**REQUIRED WORK**
Restate the full set of records exactly, without adding or dropping a word.

**EXERCISE INPUTS**
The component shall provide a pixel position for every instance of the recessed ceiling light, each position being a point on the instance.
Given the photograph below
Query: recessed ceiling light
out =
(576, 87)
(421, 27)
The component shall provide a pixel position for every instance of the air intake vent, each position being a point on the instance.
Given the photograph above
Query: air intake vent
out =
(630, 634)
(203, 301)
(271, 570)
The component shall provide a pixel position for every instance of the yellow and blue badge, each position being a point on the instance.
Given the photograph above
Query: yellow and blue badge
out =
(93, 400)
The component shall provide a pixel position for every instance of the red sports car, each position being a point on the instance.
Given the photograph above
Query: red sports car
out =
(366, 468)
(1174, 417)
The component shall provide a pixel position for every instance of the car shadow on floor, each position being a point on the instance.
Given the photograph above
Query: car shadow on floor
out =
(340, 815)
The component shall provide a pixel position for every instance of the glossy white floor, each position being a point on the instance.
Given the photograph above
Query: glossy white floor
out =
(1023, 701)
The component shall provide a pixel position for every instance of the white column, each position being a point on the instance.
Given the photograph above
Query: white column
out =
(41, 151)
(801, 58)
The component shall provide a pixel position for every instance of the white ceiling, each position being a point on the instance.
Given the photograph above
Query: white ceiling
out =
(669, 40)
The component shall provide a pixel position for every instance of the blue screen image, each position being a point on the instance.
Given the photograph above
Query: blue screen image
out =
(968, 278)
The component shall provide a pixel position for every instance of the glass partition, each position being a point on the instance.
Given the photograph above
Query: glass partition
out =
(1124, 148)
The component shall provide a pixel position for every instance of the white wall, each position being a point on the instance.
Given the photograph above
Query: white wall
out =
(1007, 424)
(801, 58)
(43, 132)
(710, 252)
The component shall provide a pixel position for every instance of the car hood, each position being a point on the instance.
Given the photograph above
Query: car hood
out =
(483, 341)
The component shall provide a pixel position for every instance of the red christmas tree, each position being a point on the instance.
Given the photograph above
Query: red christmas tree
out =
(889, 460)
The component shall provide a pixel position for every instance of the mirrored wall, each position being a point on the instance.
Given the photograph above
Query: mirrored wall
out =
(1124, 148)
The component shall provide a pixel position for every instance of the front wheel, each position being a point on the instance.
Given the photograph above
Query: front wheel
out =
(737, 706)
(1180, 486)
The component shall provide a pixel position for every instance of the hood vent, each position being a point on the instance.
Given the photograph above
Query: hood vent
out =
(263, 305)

**THE RESULT**
The component shall provide a pixel position for every instance of the recessed ceiling light, each position being a point on the instance.
Given the photograph below
Query: recessed ceiling light
out =
(576, 87)
(421, 27)
The component shall provide a pixel position for every instance of the air intake vent, each position being a point on the instance.
Given the photograph above
Query: air intake vent
out =
(630, 634)
(203, 301)
(271, 570)
The component shall provide a pixel position for every instance of the yellow and blue badge, each position being a point on the instance.
Given the photograph above
Query: yellow and blue badge
out =
(93, 400)
The component shall provide a pixel position for every instance of the red sports car, each position being a point on the instance.
Given the photograph above
Query: red sports car
out =
(366, 468)
(1174, 417)
The component shall provide a pixel position for every instance of the car shadow on floor, each position being a point on the instance.
Given the photograph above
Query: car shadow on floor
out =
(340, 815)
The component shall provide a pixel position for every instance of the glossy white floor, each position being a point on the instance.
Given the photograph above
Query: glossy white floor
out =
(1023, 701)
The component shall provide a pixel position for every instance of the white column, each position being a point on the instance.
Given the photograph above
Query: white column
out =
(41, 151)
(801, 58)
The component shall provide a pixel position for every instance of the white ceiling, each position being a point on the instance.
Given the photograph above
Query: white ceiling
out =
(669, 40)
The component shall provide a pixel position for every instance of the blue screen image, each position being a point on the instance.
Given the photograph above
Query: blue screen image
out =
(968, 278)
The component shall provide a pixel position for every instance of the glass partition, each position being a point on the instance.
Given the photograph above
Query: glass partition
out =
(1124, 148)
The component shall provide a pixel position for every instance of the white wall, each position being a point on the instance.
Given the photograph above
Query: white wall
out =
(1007, 424)
(801, 58)
(43, 132)
(710, 252)
The component shall provide a pixel position for every instance of the car hood, each position being a point on the instance.
Given the photograph above
Query: car hood
out =
(483, 341)
The component shall provide a pixel position for every instance of the red christmas tree, each position being a point on the instance.
Given the photograph above
Query: red christmas tree
out =
(889, 460)
The component shall provide a pixel position for every instance of the mirrored wall, each position being a point on the instance.
Given the photograph above
Query: mirrored wall
out =
(1124, 148)
The component shall provide a pixel position for every instance of the front wheel, each position being a point on the instance.
Given the photograph above
Query: front wheel
out =
(737, 706)
(1180, 486)
The component shall provide a pixel position for every instance of the hood vent, each position being a point on the instance.
Given the photograph above
Query: hood vent
out =
(263, 305)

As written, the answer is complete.